RNA self-regulation is as complex and sophisticated as protein-based gene regulation, according to a report in Science this week. A novel Bacillus subtilis riboswitch as described by the authors is an efficient and highly sophisticated on or off control mechanism, with a key regulatory role of switching between burning glycine for energy and using it for protein synthesis.

The riboswitch is the first example of a riboswitch that involves complex binding interactions comparable to multiple protein interactions, according to Ronald R. Breaker's group at Yale University, and is the only one so far discovered that switches on gene expression if activated instead of responding in a simple negative-feedback fashion to levels of their target compound.

The riboswitch has two domains that bind to glycine, while all other riboswitches only have one binding domain, Breaker said. "Binding of one ligand at one binding site improves the binding affinity of the second ligand to the second binding site," he told us. "This allows the riboswitch to sense much smaller changes in ligand concentration." Most riboswitches will significantly change the expression of the genes over about a 100-fold change in concentration of ligand, but this one requires only about a tenfold change in concentration of the ligand, making it very sensitive, Breaker said.

——————————

TASK INSTRUCTIONS →
[1] Write out the glycine riboswitch passage starting at "RNA self-regulation is" and ending at "for protein synthesis.".
[2] For each statement below, say yes or no to whether it agrees with the glycine riboswitch passage, and quote the words of the passage that decide it. (a) The riboswitch described was found in Bacillus subtilis. (b) Most riboswitches significantly change gene expression over about a tenfold change in ligand concentration. (c) The riboswitch has two domains that bind to glycine.

Saved data entries:
——————————

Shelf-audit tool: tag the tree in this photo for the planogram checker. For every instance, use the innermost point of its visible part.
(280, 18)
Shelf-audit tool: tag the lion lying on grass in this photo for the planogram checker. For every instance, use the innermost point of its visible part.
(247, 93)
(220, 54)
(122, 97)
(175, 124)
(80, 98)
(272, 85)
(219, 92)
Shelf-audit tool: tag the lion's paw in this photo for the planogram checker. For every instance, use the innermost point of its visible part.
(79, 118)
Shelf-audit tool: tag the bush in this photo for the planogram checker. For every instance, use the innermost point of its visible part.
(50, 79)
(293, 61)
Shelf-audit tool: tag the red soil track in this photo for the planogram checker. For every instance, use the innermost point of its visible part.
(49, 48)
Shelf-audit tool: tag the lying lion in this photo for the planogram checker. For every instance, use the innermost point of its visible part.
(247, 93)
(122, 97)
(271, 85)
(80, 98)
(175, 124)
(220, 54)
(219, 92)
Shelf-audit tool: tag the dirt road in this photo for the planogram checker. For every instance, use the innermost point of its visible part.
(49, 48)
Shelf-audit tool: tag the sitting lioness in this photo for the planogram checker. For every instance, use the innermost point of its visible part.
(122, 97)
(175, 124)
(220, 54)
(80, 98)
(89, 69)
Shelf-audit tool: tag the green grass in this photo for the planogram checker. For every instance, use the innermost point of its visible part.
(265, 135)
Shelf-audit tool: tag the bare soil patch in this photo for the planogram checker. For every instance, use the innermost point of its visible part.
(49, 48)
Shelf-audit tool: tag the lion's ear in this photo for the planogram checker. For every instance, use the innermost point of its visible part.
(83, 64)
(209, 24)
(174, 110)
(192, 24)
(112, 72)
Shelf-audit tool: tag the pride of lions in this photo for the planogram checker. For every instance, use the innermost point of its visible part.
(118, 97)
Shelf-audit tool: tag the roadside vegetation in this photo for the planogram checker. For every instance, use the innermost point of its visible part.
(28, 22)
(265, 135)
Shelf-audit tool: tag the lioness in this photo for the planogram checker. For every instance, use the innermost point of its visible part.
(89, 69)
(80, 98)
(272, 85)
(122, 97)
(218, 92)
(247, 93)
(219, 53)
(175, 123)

——————————

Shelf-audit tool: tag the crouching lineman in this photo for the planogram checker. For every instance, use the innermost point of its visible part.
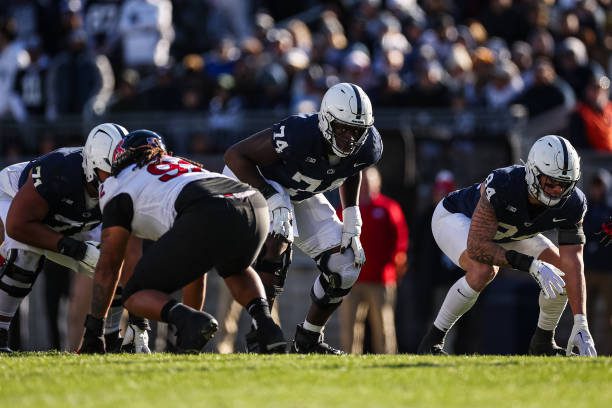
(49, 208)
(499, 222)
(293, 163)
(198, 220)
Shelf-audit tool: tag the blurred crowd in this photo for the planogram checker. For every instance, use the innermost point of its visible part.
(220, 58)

——————————

SOLUTIONS TO THE TASKS →
[1]
RNA self-regulation is as complex and sophisticated as protein-based gene regulation, according to a report in Science this week. A novel Bacillus subtilis riboswitch as described by the authors is an efficient and highly sophisticated on or off control mechanism, with a key regulatory role of switching between burning glycine for energy and using it for protein synthesis.

[2]
(a) Yes: "A novel Bacillus subtilis riboswitch"
(b) No: "Most riboswitches will significantly change the expression of the genes over about a 100-fold change in concentration of ligand"
(c) Yes: "The riboswitch has two domains that bind to glycine"